## GOAL
Continue the article on common dungeon master mistakes from the point where it stops.

··· SOURCE

Common Dungeon Master Mistakes

by Mike Shea on 26 November 2012

It's often better to be positive than negative when writing advice for dungeon masters. Sometimes, however, it is worth looking at the bad so we can better understand the good. Today we're going to look at a handfull of common dungeon master mistakes. These are mistakes we might often see, might often even do, and might spend some time learning to avoid so we can run the best D&D game we can. Let's put our egos aside and dig right in.

A potential indicator your game isn't resonating with your players

Above: Keep an eye out for potential indicators that your game is not resonating with your players

Forcing your story

We love our stories. It's what got us to play D&D in the first place. Our drive to tell stories often gives us the desire to run games. It's a hard thing to remember that you don't create the story, the group does. D&D stories aren't written — they're created during the game.

We all know this. It's an easy thing to say. It is equally easy to forget it and let our overactive imaginations run wild, building seven volume epic stories that push players from point A to point B.

This is a big problem and you're going to hear a lot more about this on the site over the next couple of months.

Saying "No"

······
··· LISTED ENTRIES

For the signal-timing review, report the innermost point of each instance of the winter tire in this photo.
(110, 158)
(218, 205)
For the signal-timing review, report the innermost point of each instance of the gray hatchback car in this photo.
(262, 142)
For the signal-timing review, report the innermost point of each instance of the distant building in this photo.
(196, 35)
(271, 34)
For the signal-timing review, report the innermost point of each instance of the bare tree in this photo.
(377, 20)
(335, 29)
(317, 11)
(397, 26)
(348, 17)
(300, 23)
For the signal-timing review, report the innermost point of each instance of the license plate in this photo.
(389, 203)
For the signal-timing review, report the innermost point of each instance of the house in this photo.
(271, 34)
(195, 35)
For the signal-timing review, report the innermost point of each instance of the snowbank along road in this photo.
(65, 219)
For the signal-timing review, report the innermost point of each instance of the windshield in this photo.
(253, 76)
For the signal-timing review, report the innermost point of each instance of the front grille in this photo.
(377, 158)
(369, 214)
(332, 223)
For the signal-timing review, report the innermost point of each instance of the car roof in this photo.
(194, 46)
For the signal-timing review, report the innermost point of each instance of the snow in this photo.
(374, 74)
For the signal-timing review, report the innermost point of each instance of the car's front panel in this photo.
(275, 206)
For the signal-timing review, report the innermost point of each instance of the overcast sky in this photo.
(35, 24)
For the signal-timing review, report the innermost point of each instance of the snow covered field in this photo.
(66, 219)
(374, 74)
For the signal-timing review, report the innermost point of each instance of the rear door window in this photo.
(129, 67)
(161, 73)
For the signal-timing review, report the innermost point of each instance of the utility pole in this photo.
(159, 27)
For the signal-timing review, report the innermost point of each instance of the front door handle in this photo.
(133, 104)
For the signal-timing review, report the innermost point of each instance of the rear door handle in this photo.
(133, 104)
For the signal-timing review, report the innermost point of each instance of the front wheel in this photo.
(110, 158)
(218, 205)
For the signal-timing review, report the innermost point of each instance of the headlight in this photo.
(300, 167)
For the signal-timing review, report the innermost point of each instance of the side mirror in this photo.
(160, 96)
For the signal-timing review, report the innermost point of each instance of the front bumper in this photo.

······

## RESPONSE BELOW
We DMs can often have a path already laid out in our mind. We have an expectation for how an campaign, adventure, session, or battle will go and when it doesn't go that way, we start to bring down the iron doors. Players start to figure out interesting ways to move things in a new direction, like the players in Chris Perkins's game who nuked an entire adventure area instead of playing it out like they were supposed to.

Saying "no" shuts down interesting pathways players create. Yet it's these very pathways that make our world live and breathe. Instead of shutting things down, take the D&D improvisation tip of Steve Townshend and learn how to say "yes, and".

Losing our shit

This is a big personal failing of mine. Sometimes in our D&D games, things just don't go like we want it to go. Players find a broken rule or an exploit in their character design or the dice just don't go our way and we blow our stack. We lose our patience.

We're all here to have fun and enjoy the game. The tighter we squeeze, the more pissed off we can get when things slip through our fingers.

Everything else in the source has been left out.